### Information given
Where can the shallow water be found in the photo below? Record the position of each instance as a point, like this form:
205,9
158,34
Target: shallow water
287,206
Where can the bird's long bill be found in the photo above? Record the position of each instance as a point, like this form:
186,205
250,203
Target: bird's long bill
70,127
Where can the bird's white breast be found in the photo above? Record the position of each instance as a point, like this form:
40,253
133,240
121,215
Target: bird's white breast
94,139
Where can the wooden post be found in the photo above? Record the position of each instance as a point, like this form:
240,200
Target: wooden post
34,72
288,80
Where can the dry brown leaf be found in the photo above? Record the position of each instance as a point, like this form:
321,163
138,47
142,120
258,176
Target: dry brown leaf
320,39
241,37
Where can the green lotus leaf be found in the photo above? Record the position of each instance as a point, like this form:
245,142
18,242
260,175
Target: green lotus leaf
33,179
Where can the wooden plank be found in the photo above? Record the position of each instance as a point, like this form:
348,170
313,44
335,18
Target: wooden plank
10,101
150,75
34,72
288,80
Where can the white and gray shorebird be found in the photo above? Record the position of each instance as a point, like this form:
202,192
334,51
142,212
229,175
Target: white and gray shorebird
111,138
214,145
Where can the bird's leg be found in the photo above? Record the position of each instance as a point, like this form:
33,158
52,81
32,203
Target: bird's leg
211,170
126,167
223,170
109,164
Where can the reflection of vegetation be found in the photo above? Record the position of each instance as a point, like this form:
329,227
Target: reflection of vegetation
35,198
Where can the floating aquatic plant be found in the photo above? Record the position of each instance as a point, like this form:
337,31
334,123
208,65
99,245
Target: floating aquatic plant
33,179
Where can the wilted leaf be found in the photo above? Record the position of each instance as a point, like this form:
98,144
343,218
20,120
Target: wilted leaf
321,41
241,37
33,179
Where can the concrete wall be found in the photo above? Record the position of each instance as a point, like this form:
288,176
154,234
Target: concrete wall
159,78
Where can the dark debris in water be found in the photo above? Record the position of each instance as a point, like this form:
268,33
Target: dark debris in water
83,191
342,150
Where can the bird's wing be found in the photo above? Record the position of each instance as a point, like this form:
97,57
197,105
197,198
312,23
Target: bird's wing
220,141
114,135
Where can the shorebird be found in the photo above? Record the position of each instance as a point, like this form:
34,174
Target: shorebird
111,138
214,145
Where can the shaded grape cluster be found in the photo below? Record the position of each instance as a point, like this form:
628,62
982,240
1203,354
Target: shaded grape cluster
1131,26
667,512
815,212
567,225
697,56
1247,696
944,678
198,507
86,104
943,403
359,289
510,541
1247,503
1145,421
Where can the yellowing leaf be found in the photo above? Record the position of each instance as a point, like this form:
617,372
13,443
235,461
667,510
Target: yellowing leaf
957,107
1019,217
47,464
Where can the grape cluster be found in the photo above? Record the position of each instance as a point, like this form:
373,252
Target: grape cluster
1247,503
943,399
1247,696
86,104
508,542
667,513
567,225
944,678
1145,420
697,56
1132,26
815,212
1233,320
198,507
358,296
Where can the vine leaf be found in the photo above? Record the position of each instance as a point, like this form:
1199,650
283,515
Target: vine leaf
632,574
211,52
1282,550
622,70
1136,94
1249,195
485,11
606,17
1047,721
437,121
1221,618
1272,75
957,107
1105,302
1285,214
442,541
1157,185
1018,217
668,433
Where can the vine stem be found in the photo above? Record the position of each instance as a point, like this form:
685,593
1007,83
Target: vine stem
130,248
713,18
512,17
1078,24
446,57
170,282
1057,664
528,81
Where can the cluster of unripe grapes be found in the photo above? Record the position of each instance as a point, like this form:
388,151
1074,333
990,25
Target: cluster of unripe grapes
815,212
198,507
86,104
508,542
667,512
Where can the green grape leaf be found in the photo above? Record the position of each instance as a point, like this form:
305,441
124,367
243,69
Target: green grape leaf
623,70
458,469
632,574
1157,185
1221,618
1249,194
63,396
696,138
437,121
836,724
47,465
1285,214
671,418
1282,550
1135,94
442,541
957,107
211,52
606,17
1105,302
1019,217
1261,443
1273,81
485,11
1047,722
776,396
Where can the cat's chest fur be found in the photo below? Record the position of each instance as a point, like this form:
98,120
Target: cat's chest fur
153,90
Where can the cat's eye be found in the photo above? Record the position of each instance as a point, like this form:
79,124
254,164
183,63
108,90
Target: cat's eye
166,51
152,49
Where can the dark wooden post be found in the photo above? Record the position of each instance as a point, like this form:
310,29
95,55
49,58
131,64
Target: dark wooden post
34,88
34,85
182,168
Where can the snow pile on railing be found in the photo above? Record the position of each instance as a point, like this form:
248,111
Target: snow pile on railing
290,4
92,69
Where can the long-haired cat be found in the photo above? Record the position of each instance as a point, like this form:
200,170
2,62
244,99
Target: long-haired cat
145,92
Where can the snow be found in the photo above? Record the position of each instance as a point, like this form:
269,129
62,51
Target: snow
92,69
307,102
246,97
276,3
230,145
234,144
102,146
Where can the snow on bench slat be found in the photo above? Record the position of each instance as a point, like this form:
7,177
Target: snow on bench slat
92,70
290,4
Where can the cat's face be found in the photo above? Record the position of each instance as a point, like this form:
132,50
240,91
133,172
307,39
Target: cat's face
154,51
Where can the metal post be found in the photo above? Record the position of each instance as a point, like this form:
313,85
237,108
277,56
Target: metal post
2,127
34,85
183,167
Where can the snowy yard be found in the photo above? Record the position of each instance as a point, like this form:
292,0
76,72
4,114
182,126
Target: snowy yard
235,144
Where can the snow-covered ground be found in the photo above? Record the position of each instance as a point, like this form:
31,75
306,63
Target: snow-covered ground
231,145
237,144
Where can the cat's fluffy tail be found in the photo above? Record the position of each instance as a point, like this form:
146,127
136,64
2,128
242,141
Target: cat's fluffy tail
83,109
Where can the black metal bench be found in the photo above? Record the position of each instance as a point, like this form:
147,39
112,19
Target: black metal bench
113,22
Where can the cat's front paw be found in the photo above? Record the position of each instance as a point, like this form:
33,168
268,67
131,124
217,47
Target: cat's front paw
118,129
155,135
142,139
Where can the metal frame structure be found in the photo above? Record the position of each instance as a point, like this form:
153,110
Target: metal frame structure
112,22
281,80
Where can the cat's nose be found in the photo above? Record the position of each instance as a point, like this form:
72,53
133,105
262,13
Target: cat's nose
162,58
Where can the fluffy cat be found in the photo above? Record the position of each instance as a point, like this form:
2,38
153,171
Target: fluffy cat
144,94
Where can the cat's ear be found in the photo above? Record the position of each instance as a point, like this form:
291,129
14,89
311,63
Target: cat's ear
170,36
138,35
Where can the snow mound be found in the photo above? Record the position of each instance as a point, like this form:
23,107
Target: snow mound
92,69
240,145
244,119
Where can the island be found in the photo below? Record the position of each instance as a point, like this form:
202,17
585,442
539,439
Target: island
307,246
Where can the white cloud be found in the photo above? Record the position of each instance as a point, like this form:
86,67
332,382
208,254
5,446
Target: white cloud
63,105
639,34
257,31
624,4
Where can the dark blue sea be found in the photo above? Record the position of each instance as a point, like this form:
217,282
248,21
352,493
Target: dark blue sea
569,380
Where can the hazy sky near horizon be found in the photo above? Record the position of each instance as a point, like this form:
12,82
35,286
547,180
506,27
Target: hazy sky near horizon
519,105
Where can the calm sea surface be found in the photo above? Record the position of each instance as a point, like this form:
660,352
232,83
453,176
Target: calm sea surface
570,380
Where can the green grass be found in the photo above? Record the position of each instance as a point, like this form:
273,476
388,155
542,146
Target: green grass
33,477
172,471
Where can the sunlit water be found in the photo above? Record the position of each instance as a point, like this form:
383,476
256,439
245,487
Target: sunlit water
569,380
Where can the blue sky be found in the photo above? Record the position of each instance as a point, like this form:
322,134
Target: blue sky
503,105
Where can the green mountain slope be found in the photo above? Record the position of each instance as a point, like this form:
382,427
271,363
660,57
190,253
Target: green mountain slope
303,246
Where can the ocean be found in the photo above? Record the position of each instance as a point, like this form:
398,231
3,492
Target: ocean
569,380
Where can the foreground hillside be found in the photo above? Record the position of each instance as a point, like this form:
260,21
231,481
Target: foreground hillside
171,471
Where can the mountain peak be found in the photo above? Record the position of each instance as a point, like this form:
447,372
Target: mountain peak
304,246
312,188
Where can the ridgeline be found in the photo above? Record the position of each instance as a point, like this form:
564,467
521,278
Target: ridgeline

### The problem
Pull out every line from the one with "Where can the green mountain" to the end of the listing, and output only those.

### Task solution
Where can the green mountain slope be found in the photo above? Record the position of each instance as a point, like this form:
382,427
271,363
660,57
190,253
Target: green mountain slope
303,246
Where can the ocean be found in the photo above? Record the position of each instance as a point, like this form:
398,231
3,492
Target: ocean
569,380
Where can the foreground hillside be found in the photo above? Record the position of each instance as a point, like this form:
260,21
231,481
Target: foreground hillside
171,471
Where can the mountain peak be found in the photo above? Record the position of each instance as a point, like this form:
447,372
Target: mountain peak
304,246
312,188
Where can the ridgeline be found in the photo above? Record the position of each instance as a point, like this form:
564,467
521,278
Target: ridgeline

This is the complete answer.